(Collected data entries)
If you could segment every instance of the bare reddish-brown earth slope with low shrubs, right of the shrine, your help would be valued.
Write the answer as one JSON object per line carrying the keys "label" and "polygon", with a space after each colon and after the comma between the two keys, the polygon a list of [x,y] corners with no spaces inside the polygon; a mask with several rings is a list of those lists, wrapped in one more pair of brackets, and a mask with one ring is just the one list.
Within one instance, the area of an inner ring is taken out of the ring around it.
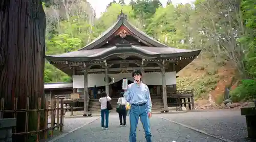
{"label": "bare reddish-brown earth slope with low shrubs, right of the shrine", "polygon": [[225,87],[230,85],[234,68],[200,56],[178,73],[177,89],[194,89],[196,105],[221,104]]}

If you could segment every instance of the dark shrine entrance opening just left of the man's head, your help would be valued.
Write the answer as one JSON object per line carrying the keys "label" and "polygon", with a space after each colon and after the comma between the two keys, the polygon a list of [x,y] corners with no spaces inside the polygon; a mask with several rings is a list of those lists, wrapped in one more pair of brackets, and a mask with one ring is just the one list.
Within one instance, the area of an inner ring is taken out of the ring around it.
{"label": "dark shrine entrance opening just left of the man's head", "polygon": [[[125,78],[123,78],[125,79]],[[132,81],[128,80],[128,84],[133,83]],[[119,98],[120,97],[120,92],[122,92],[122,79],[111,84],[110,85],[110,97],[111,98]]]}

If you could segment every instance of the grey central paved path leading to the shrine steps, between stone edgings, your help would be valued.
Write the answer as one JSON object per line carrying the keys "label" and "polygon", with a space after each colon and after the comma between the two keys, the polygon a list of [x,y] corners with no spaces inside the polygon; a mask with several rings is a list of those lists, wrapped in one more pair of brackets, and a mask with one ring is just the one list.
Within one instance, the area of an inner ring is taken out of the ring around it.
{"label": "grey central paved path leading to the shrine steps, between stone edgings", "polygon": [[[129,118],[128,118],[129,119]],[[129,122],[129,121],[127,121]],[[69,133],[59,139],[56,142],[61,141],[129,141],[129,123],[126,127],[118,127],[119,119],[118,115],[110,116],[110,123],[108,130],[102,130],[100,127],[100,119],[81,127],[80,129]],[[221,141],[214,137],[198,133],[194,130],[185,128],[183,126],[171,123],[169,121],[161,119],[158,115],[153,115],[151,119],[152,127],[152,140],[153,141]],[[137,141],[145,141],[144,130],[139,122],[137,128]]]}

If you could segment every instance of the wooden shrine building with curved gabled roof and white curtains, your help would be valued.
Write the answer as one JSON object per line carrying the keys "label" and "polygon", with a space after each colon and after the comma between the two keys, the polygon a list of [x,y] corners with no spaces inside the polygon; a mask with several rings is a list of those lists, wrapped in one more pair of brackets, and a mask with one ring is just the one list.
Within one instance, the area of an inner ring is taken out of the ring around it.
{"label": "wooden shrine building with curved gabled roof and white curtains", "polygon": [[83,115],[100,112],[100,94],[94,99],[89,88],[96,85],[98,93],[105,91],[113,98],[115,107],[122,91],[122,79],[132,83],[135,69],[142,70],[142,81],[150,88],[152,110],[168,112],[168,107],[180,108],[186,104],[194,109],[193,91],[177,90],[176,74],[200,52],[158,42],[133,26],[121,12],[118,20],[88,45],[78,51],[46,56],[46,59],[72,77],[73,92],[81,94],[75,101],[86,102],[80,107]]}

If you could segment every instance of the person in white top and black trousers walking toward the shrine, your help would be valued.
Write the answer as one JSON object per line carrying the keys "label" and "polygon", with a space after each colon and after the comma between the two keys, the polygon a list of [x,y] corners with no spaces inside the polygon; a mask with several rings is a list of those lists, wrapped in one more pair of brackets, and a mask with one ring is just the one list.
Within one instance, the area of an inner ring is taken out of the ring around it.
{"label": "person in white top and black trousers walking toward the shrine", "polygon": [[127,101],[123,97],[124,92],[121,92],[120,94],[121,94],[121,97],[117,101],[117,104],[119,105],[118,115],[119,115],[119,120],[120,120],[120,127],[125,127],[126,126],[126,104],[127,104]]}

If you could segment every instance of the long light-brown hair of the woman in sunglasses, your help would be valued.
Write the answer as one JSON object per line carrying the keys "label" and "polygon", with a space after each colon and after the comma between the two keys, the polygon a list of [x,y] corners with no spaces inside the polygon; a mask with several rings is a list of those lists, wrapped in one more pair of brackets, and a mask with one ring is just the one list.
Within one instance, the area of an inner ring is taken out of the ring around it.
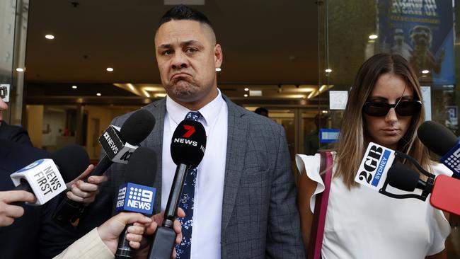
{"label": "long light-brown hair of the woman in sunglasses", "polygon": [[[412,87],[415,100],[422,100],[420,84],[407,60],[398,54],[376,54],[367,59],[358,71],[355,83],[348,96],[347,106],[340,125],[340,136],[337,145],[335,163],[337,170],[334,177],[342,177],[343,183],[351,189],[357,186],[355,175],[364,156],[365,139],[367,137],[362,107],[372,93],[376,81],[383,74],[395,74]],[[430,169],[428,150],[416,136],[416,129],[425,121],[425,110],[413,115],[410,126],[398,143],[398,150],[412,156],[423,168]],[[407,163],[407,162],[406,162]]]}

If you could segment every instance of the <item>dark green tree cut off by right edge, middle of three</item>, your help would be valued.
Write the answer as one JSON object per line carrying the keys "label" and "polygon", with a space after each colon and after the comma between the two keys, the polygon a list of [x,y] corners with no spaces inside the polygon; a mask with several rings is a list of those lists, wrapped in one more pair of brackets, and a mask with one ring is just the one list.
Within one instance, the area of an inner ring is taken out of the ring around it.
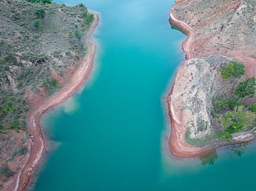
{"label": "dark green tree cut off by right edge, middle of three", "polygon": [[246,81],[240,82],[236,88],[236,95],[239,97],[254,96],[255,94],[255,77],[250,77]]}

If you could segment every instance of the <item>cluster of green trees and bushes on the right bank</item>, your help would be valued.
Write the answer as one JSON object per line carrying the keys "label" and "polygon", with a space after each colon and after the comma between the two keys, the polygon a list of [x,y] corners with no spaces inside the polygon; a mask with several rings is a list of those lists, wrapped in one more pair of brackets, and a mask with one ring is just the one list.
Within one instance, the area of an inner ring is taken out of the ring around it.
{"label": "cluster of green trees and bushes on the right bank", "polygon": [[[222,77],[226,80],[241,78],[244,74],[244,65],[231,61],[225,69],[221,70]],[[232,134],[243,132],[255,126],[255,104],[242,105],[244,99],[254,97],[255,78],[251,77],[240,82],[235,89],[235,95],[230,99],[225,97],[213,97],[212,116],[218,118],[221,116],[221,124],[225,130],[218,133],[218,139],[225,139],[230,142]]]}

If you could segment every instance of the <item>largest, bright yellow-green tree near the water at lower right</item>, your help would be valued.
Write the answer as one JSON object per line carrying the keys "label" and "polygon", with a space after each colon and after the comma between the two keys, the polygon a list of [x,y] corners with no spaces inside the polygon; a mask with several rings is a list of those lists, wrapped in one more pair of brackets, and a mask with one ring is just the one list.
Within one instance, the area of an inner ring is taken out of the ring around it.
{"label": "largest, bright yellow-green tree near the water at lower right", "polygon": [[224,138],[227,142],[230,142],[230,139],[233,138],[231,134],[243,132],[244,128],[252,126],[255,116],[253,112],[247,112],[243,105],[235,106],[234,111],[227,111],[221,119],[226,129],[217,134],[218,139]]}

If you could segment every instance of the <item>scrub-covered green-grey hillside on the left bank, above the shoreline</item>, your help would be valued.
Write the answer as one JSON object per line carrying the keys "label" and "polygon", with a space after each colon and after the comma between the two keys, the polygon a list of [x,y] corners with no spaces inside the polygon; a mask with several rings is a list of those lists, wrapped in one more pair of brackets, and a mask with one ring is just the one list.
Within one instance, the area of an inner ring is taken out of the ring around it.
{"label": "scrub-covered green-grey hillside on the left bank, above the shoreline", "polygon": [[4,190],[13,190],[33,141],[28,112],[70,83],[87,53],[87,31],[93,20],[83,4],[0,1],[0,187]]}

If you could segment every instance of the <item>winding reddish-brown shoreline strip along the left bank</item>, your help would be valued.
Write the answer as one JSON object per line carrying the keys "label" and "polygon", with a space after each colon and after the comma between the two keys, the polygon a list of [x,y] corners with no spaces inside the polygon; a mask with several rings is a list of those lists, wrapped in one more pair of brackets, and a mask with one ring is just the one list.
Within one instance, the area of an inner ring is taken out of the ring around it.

— WORK TO BE COMPLETED —
Once you have read the records above, say how many of their lines contain the word "segment", giving only that figure.

— TASK ANSWER —
11